Copy out every row from the line containing "Target: chair seat" down to the line containing "[[[328,129],[349,131],[365,131],[365,109],[330,110]]]", including both of those lines, reproducing each character unchanged.

§ **DATA SUPPLIED**:
<<<<

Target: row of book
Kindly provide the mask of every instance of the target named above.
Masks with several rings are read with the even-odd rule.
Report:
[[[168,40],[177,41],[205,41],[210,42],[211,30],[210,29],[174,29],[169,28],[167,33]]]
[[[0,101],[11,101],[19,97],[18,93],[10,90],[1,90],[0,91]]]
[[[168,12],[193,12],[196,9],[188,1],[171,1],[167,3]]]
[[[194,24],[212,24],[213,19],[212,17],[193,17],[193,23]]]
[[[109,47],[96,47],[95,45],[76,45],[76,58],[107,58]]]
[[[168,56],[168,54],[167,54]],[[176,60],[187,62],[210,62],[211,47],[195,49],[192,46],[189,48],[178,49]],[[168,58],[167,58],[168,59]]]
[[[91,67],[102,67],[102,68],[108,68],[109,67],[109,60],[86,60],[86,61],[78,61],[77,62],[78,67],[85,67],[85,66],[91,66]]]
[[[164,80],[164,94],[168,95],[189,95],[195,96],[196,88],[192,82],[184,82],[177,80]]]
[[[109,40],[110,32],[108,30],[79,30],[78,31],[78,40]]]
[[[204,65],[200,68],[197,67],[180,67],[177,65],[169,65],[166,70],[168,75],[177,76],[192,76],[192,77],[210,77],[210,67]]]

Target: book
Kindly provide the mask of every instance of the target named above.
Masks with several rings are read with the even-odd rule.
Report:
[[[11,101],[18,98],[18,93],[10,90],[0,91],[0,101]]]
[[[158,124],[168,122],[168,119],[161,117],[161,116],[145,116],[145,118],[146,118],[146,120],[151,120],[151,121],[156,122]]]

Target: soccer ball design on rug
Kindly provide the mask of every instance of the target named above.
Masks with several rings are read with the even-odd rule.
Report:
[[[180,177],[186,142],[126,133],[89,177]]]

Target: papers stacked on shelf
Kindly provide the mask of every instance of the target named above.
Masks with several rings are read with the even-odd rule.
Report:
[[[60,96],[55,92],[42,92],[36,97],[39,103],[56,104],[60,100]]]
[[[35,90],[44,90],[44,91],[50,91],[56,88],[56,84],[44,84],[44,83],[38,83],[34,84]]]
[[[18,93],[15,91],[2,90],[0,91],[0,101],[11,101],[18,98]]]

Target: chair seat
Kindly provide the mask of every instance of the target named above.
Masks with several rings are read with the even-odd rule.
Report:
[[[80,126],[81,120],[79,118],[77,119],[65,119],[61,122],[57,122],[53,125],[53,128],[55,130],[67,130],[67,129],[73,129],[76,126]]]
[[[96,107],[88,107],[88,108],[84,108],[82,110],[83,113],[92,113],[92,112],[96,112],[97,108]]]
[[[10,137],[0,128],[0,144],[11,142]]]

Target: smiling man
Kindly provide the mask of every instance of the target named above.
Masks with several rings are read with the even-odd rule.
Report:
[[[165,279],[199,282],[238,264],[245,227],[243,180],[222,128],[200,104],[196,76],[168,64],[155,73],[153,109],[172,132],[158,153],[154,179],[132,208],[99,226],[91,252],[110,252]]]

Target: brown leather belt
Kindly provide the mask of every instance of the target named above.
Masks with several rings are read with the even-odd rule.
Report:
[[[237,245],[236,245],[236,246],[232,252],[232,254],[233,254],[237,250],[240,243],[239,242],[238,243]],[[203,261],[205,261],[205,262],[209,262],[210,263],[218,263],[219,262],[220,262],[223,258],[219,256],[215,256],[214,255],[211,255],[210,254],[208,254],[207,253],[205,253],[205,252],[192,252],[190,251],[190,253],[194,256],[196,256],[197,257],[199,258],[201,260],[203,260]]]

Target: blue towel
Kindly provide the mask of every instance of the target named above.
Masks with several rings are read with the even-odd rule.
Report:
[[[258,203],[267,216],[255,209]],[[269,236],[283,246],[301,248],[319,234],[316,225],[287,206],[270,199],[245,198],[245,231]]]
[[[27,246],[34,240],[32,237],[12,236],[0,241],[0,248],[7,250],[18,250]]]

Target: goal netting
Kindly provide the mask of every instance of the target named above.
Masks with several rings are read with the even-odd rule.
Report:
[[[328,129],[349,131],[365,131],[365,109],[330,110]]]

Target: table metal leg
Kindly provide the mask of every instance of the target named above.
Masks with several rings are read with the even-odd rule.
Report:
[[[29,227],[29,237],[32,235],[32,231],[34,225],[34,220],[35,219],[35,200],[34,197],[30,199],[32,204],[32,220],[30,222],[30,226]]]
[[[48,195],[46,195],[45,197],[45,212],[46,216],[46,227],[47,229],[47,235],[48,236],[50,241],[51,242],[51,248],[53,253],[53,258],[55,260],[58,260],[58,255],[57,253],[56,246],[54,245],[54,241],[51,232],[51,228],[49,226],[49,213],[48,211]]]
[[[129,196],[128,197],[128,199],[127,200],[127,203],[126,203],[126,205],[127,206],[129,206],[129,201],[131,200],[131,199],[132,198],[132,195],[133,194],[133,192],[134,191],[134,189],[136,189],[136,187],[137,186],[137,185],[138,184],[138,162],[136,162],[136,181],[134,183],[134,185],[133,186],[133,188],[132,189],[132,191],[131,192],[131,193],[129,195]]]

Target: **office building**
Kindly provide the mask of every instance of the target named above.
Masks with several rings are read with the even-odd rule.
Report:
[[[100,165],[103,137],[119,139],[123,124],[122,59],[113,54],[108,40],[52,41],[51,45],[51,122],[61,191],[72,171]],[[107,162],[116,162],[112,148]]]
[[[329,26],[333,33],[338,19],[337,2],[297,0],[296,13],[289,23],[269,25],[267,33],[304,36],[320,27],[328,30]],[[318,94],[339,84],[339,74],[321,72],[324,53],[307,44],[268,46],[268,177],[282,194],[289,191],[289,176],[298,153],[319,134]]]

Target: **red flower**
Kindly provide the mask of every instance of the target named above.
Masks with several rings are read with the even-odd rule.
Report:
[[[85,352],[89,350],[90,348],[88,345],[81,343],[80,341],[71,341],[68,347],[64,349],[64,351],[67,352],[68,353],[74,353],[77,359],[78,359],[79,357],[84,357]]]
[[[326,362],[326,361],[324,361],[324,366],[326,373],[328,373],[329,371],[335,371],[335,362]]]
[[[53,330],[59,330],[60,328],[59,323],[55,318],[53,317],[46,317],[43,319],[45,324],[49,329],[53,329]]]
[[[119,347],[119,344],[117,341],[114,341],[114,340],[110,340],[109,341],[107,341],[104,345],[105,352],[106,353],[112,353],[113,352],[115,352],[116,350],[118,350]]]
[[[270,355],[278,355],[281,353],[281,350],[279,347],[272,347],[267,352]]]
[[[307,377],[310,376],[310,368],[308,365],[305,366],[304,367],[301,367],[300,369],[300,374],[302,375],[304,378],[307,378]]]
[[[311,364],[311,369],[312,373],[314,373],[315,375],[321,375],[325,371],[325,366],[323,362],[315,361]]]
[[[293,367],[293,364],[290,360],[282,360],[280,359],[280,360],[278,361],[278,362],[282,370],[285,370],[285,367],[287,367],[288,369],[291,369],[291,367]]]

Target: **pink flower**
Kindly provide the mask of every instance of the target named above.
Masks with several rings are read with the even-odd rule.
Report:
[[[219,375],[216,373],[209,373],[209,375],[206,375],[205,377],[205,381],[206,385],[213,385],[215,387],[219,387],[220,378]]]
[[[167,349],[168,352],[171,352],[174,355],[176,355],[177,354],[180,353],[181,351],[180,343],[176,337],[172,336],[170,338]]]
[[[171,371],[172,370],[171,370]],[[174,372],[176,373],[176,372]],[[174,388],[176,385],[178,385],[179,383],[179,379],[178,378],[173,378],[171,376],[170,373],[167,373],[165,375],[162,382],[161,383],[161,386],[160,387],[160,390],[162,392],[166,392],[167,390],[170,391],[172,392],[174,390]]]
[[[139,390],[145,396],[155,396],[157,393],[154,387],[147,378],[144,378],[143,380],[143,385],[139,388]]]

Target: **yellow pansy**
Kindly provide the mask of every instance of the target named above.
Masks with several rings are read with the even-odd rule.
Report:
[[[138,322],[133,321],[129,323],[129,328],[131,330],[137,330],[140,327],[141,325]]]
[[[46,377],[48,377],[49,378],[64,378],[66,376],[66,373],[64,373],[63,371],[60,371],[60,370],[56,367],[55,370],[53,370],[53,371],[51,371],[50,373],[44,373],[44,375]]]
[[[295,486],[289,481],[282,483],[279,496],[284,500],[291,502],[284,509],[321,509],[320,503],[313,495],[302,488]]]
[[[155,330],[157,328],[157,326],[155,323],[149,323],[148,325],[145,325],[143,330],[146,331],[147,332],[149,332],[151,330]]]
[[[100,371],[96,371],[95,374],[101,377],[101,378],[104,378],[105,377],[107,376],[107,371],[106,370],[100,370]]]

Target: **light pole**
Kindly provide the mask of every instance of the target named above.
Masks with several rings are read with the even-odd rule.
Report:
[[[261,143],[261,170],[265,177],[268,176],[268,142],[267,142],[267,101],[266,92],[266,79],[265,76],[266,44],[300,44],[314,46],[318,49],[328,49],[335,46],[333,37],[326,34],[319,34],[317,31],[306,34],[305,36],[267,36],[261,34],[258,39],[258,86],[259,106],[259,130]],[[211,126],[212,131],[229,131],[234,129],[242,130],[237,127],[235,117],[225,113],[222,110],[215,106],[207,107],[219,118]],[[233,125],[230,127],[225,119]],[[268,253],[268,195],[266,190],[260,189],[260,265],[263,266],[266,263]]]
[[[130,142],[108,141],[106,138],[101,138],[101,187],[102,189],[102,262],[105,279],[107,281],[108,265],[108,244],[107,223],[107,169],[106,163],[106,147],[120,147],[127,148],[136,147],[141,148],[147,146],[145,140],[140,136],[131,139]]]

>>>>

§ **FINAL RESULT**:
Target: chair seat
Kindly provide the mask of every instance of the target named above.
Masks with several rings are read with the even-odd rule.
Report:
[[[80,126],[81,120],[79,118],[77,119],[65,119],[61,122],[57,122],[53,125],[53,128],[55,130],[67,130],[67,129],[73,129],[76,126]]]
[[[96,107],[88,107],[88,108],[84,108],[82,110],[83,113],[92,113],[92,112],[96,112],[97,108]]]
[[[10,137],[0,128],[0,144],[11,142]]]

Target: smiling man
Kindly provide the mask of every instance of the target named above.
Masks with several rings are read with the even-odd rule.
Report:
[[[165,279],[199,282],[238,264],[245,227],[243,180],[222,128],[200,104],[196,76],[168,64],[155,73],[153,109],[172,132],[158,153],[154,179],[132,208],[99,226],[91,252],[110,252]]]

Target: brown leather belt
Kindly provide the mask of every instance of the target named above.
Masks with several rings are read with the even-odd rule.
Report:
[[[237,245],[236,245],[236,246],[232,252],[232,254],[233,254],[237,250],[240,243],[239,242],[238,243]],[[203,261],[205,261],[205,262],[209,262],[210,263],[218,263],[219,262],[220,262],[223,258],[219,256],[215,256],[214,255],[211,255],[210,254],[208,254],[207,253],[205,253],[205,252],[192,252],[190,251],[190,253],[194,256],[196,256],[197,257],[199,258],[201,260],[203,260]]]

Target: blue towel
Kindly provide the mask of every instance of the target named above.
Masks with several rings are read with the even-odd rule.
Report:
[[[258,203],[267,216],[255,209]],[[269,236],[283,246],[301,248],[319,234],[316,225],[287,206],[270,199],[245,198],[245,231]]]
[[[27,246],[34,240],[32,237],[12,236],[0,241],[0,248],[7,250],[18,250]]]

Target: goal netting
Kindly provide the mask of every instance of the target named above.
Masks with several rings are read with the even-odd rule.
Report:
[[[328,129],[349,131],[365,131],[365,109],[330,110]]]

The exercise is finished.